[Opening Source data section]

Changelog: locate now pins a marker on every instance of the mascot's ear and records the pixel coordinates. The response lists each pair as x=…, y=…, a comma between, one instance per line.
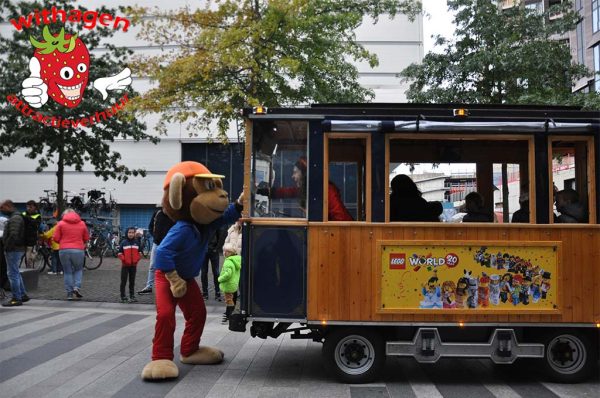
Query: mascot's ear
x=176, y=191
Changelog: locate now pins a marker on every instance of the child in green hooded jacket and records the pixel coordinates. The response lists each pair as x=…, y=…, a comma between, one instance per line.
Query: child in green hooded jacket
x=229, y=279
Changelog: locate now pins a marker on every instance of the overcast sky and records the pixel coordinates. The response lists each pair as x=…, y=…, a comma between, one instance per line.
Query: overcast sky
x=437, y=20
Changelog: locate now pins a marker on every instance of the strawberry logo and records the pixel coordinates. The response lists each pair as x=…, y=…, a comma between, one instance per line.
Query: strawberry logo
x=64, y=63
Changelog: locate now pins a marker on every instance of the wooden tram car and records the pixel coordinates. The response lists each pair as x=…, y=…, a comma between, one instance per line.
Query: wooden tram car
x=371, y=288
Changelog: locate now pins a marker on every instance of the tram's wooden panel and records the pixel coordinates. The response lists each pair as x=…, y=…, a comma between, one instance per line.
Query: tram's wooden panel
x=342, y=257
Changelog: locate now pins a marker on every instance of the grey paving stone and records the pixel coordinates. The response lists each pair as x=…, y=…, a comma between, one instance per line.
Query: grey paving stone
x=50, y=368
x=244, y=357
x=368, y=392
x=43, y=327
x=227, y=384
x=279, y=392
x=197, y=383
x=69, y=342
x=50, y=339
x=14, y=318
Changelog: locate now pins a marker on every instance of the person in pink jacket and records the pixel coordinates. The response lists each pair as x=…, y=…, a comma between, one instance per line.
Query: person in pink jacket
x=72, y=235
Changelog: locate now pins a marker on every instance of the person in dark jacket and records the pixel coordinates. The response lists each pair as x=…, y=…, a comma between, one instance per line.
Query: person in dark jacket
x=13, y=239
x=159, y=225
x=129, y=254
x=215, y=248
x=407, y=203
x=571, y=210
x=522, y=215
x=475, y=210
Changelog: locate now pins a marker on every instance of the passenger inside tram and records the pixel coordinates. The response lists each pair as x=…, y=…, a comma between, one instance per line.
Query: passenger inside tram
x=522, y=215
x=476, y=212
x=336, y=209
x=407, y=203
x=569, y=207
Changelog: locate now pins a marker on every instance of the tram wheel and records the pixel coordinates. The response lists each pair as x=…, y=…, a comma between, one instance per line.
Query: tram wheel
x=570, y=357
x=354, y=355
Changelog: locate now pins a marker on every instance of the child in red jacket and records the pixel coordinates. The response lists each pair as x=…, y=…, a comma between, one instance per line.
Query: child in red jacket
x=129, y=254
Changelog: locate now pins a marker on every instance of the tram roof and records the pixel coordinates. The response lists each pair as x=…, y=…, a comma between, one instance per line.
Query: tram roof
x=441, y=118
x=425, y=111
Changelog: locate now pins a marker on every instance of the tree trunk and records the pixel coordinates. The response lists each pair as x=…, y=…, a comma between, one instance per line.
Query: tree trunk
x=60, y=173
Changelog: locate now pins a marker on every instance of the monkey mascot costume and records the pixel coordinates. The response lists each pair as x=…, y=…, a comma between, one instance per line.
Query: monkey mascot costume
x=194, y=198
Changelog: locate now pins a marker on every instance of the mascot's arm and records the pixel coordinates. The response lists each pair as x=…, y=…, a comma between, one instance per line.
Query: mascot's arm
x=230, y=215
x=165, y=258
x=178, y=285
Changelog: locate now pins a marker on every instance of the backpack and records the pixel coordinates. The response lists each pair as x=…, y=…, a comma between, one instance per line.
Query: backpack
x=31, y=230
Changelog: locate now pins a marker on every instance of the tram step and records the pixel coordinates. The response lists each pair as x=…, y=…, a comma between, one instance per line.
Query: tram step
x=427, y=347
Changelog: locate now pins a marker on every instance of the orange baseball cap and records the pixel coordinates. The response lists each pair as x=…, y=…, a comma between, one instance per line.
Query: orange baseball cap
x=189, y=169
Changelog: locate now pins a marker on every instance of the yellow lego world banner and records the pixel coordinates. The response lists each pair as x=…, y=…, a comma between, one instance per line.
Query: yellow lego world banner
x=468, y=276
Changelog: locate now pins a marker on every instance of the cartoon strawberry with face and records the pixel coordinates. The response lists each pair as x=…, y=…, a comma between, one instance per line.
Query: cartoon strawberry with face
x=64, y=66
x=60, y=70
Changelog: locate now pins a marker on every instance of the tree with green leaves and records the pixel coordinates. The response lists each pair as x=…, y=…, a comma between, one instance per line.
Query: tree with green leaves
x=501, y=56
x=233, y=54
x=48, y=142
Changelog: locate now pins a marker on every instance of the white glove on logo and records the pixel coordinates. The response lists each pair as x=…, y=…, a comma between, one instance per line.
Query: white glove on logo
x=119, y=81
x=35, y=91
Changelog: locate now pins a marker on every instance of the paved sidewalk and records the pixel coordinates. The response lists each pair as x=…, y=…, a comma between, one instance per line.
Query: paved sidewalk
x=51, y=348
x=102, y=284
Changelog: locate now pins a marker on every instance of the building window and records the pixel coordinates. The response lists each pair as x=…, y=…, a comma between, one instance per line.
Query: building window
x=597, y=68
x=580, y=48
x=595, y=16
x=537, y=6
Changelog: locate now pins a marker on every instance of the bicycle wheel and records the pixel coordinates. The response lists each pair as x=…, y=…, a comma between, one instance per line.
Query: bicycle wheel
x=91, y=261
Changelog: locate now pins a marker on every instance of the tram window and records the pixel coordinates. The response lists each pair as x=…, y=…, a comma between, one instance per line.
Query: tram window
x=346, y=180
x=447, y=169
x=279, y=169
x=511, y=194
x=571, y=180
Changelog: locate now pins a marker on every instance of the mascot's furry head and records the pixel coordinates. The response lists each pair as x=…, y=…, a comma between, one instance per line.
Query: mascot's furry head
x=193, y=193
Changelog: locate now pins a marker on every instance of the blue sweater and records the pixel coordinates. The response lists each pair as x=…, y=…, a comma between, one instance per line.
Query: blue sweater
x=186, y=243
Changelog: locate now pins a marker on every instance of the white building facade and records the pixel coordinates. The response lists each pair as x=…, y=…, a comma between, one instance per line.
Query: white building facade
x=396, y=42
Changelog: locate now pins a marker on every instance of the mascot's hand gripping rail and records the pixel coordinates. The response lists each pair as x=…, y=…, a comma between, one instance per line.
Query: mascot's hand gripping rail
x=194, y=198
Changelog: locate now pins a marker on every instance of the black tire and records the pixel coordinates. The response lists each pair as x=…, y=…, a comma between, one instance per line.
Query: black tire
x=570, y=357
x=91, y=262
x=354, y=355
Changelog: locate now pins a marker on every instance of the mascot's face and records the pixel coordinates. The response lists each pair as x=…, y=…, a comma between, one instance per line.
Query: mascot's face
x=192, y=193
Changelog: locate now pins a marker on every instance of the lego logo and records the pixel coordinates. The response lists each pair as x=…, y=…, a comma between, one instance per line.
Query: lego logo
x=397, y=261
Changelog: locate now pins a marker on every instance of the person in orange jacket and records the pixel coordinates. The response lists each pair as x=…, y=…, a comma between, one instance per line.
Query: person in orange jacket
x=55, y=265
x=129, y=254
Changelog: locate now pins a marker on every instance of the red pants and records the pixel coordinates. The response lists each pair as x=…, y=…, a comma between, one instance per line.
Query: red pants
x=194, y=311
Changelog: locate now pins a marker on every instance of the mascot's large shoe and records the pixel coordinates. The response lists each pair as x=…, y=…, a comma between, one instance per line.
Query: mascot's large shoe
x=204, y=356
x=160, y=369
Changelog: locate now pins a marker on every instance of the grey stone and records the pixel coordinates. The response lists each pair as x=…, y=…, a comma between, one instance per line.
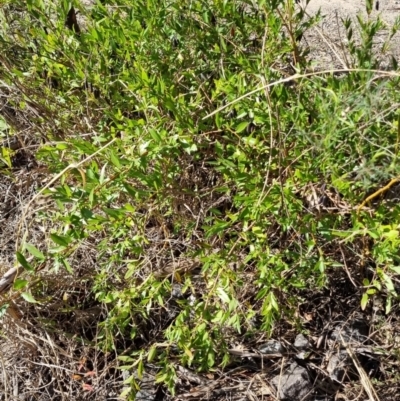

[Closing Source data section]

With the pictures left aside, set down each entry above exactly as it stands.

Changelog: locate now pins a marker on every instance of the mascot's ear and records the pixel coordinates. The response lists each pair as x=…, y=…, a comma between, one instance per line.
Query: mascot's ear
x=176, y=191
Changelog: locate now pins a marker on every instance of the child in green hooded jacket and records the pixel coordinates. The response lists each pair as x=…, y=…, a comma between, one instance per line.
Query: child in green hooded jacket
x=229, y=279
Changelog: locate now pins a marker on every instance of the overcast sky and records the pixel coordinates. The response lists each pair as x=…, y=…, a comma between, one instance per line.
Query: overcast sky
x=437, y=20
Changelog: locate now pins a marker on every instance of the strawberry logo and records the pixel coordinates. The response lists each pair as x=…, y=…, a comma between, one instance per line.
Query: strawberry logo
x=64, y=63
Changelog: locate now pins a marker on every instance of the wooden tram car and records the pixel coordinates. The response lists each pair as x=…, y=…, a comma between, one instance per line.
Query: wooden tram car
x=371, y=288
Changelog: locate now pins a marker on every instance of the tram's wooden panel and records the pixel coordinates. The response lists each pair as x=…, y=…, a comma between, one instance per line.
Query: tram's wooden panel
x=342, y=257
Changelog: locate now pins a marker on every instance of the grey paving stone and records the pixel coordinates. The response lists each pair as x=…, y=…, a comma between, one instance per line.
Query: grey paving stone
x=50, y=368
x=244, y=357
x=368, y=392
x=43, y=327
x=227, y=384
x=279, y=392
x=197, y=383
x=69, y=342
x=50, y=339
x=14, y=318
Changelog: locate now pins a marker on every instance of the person in pink jacket and records the pixel coordinates. The response lists each pair as x=…, y=…, a comma between, one instance per line.
Query: person in pink jacket
x=72, y=235
Changelog: locate now pins a marker on every instance of the person in dark jacket and records the pixel coordinates. The response lists each pair as x=…, y=…, a comma between, one instance per line.
Query: person in dark jacket
x=13, y=239
x=159, y=225
x=129, y=254
x=215, y=248
x=407, y=203
x=571, y=210
x=522, y=215
x=475, y=210
Changelog: locate now pins a marker on every instance of the passenger inside tram and records the pixel coordinates. The response lists each pair as x=…, y=…, a comma between, one instance per line.
Query: passenger inside tram
x=522, y=215
x=476, y=212
x=336, y=209
x=407, y=203
x=569, y=207
Changelog: locate now pins a marker on every instance of the tram wheel and records the pixel coordinates. The response lists each pair as x=…, y=…, a comma between, one instance per line.
Query: tram wheel
x=570, y=357
x=354, y=355
Changelog: locate now pins a marker on every instance of the child in red jacket and records the pixel coordinates. The response lists each pair as x=…, y=…, a comma between, one instance per line.
Query: child in red jacket
x=129, y=254
Changelog: locate now pins a marker on every instance of the tram roof and records the pixel coordinates. The response lists each pair as x=…, y=…, a comma between, one instance per line.
Query: tram roof
x=441, y=118
x=425, y=111
Changelog: locate now pins a marker on every instance of the tree trunk and records the pixel coordinates. The response lists each pair as x=…, y=…, a comma between, one instance per line.
Query: tree trunk
x=60, y=173
Changelog: locate now pins a marker on every instance of the monkey mascot costume and records the pixel coordinates. The response lists each pair as x=…, y=…, a comma between, one instance per line.
Query: monkey mascot costume
x=194, y=198
Changelog: locate now pins a marker on every instance of the mascot's arm and records the pixel coordinates. The response lists each pair as x=…, y=…, a comma between, one instance per line.
Query: mascot's arm
x=230, y=215
x=165, y=258
x=178, y=285
Changelog: locate now pins a marker on every instance of the backpack and records the pixel coordinates. The response lists each pair as x=…, y=…, a comma between, one instance per line.
Query: backpack
x=31, y=230
Changelog: locate now pins a marker on every instance of the tram step and records the pixel coordinates. The response lists each pair as x=…, y=…, a comma between, one instance per line.
Query: tram step
x=427, y=347
Changelog: locate now pins a marker on every instance of the orange baseball cap and records the pixel coordinates. The response lists each pair as x=…, y=…, a comma between, one instance per line.
Query: orange baseball cap
x=189, y=169
Changelog: locate now pins a marker on every instance of the yellow lego world banner and records the pixel coordinates. The response lists each pair as x=…, y=…, a comma between, one instance per line.
Query: yellow lego world banner
x=468, y=276
Changelog: locate now pins a marker on every instance of the cartoon strawberry with face and records the pixel coordinates. The response lists each pair as x=…, y=…, a comma between, one instance per line.
Query: cartoon strawberry with face
x=64, y=66
x=60, y=70
Changelog: locate now pins a marker on every instance of the tree with green leaves and records the pixel coordinates. The response lists each pair as x=…, y=…, a comma between, one instance per line.
Query: tree with green leaves
x=501, y=56
x=233, y=54
x=48, y=142
Changelog: locate now pins a marker on every instance of the white glove on logo and records the pixel coordinates. The response lists each pair as x=…, y=…, a comma between, one instance per line.
Query: white glove on logo
x=119, y=81
x=35, y=91
Changelog: locate now pins a marker on every instance of the paved sidewalk and records the pixel coordinates. The response lists each pair as x=…, y=…, a comma between, one instance per line.
Query: paved sidewalk
x=51, y=348
x=102, y=284
Changelog: locate now pins a marker on every instance of the building window and records the pixel coordinates. The response lists each pair as x=…, y=…, a comma between, one instance per line.
Query: building window
x=597, y=68
x=580, y=48
x=595, y=16
x=537, y=6
Changelog: locate now pins a marker on every instance of the bicycle wheel and records the pixel coordinates. The response lists each pair as x=…, y=…, a comma between, one instance per line.
Query: bicycle wheel
x=91, y=261
Changelog: locate now pins a marker on every instance of the tram window and records the pixel coordinates. The response lists each pair as x=…, y=…, a comma between, one instance per line.
Query: tram window
x=346, y=180
x=447, y=169
x=279, y=169
x=511, y=194
x=571, y=180
Changelog: locate now pins a marker on every instance of the mascot's furry head and records the pixel coordinates. The response lists each pair as x=…, y=…, a comma between, one instance per line.
Query: mascot's furry head
x=193, y=193
Changelog: locate now pins a marker on every instance of the blue sweater and records the pixel coordinates. The response lists each pair as x=…, y=…, a comma between, one instance per line.
Query: blue sweater
x=186, y=243
Changelog: locate now pins a marker on every instance of the white building facade and records the pixel coordinates. The response lists each pair as x=…, y=…, a comma between, one instance per line.
Query: white building facade
x=396, y=42
Changelog: locate now pins a marker on every instance of the mascot's hand gripping rail and records the pixel coordinates. The response lists each pair as x=…, y=…, a comma between, one instance per line.
Query: mascot's hand gripping rail
x=194, y=198
Changelog: locate now pins a marker on every instance of the black tire and records the pixel coordinates. The response lists each pair as x=…, y=…, a comma between, one instance per line.
Query: black tire
x=570, y=357
x=91, y=262
x=354, y=355
Changelog: locate now pins a marker on every instance of the mascot's face and records the pixel coordinates. The response lists each pair as x=…, y=…, a comma between, one instance per line.
Query: mascot's face
x=192, y=193
Changelog: locate now pins a marker on every instance of the lego logo and records the pixel coordinates. The response lists each pair as x=…, y=…, a comma between, one instance per line.
Query: lego logo
x=397, y=261
Changelog: locate now pins a marker on every instance of the person in orange jacket and records the pixel coordinates. The response lists each pair as x=…, y=…, a comma between, one instance per line.
Query: person in orange jacket
x=55, y=265
x=129, y=254
Changelog: locate now pins a marker on every instance of the red pants and records the pixel coordinates. The response lists each pair as x=…, y=…, a comma between, one instance per line.
Query: red pants
x=194, y=311
Changelog: locate now pins a marker on every instance of the mascot's large shoe and records the pixel coordinates. The response lists each pair as x=…, y=…, a comma between, one instance per line.
Query: mascot's large shoe
x=204, y=356
x=160, y=369
Changelog: locate now pins a marker on every instance of the grey stone and records the pixel coordinates. The response lists each pair as x=…, y=…, a comma between, one instance per line.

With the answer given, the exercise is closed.